*** Text ***
Bringing a bit of Paris with me, in the sense of simple breakfast food. I made myself a bagette with butter and jam for breakfast. A bagette that has lasted me days in making the same meal multiple times. The crust has become hard and crumbly, but the center has remained soft.
Last night I started to make myself some ravioli I bought cheap from the carrefour, but as I poured the noodles into the water beginning to boil I noticed that mold had started to form on them. (The downside of buying things on their day of expiration.) Let down and left a little hungry I decided to treat myself to a nice sunday brunch the next day at L'épicerie. One of the few places open on sunday. It has a cozy interior. /I noticed them selling antiques at one of the local antique markets once/. Paying attention to when being seated I ask to be sat in the back room with Inga. Filled with antiques and coated in wallpaper.
The menu is rather limited to just tartines (the specials of the day always seem to be more elaborate, and never disappoint) but their drink section is rather elaborate and there is a section of 'ancien' drinks that I have started to try a different one each time I visit. I always forget the name before it even arrives. Today's seemed to be a sweet dessert wine.
The tartine was a paste of vegetables and spicy French mustard. Then with a few pieces of thinly sliced sausage. More recipes to reverse engineer and return to the States with. Perhaps with a few alterations to make it vegetarian. Or Pescetarian (their fruits of the sea tartine special from last time... Little octopus on toast..).
***
> **Instruction**: Carry on the journal entry about brunch at L'épicerie, picking up after its last sentence. The lines that come next are separate material and have nothing to do with the brunch journal entry.
*** Dataset excerpt ***
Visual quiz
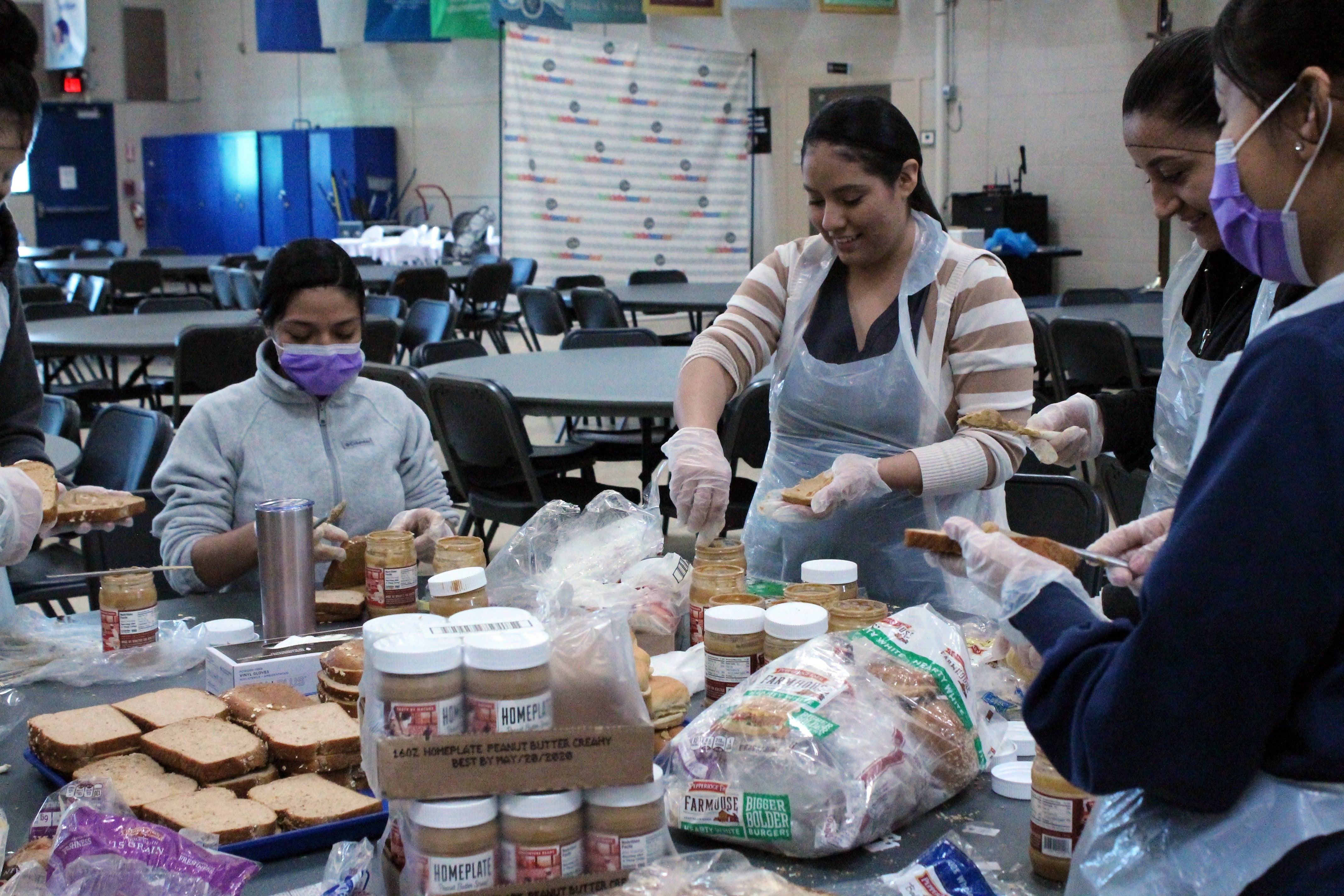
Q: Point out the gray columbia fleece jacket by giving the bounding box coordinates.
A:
[153,341,451,594]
***
> **Output below**:
The drinking glasses that they serve with are the same that I grew up with at my parent's. Adding to the cozy home feeling.
I look at the underside of Inga's plate brought for her dessert. No stamp. It felt like it should have had a green stamp. Something simple with a France. Probably just France and a couple of letters, but instead nothing.
The glass my coffee is served in has a slight chip on the rim. I rub my finger over it. Not exactly dull, but not too sharp either. I still don't press it to my mouth.
Four hours plus or minus.
People come in waves. People leave in waves
Savor the carafe d'eau. The water mixes with the aftertaste of coffee in my mouth. Sweet.
Two men come into the backroom to be sat. The only table open is too large for them to share for just the two of them, so we pack up realizing that this latest wave might need more room.
The carafe had run out anyways.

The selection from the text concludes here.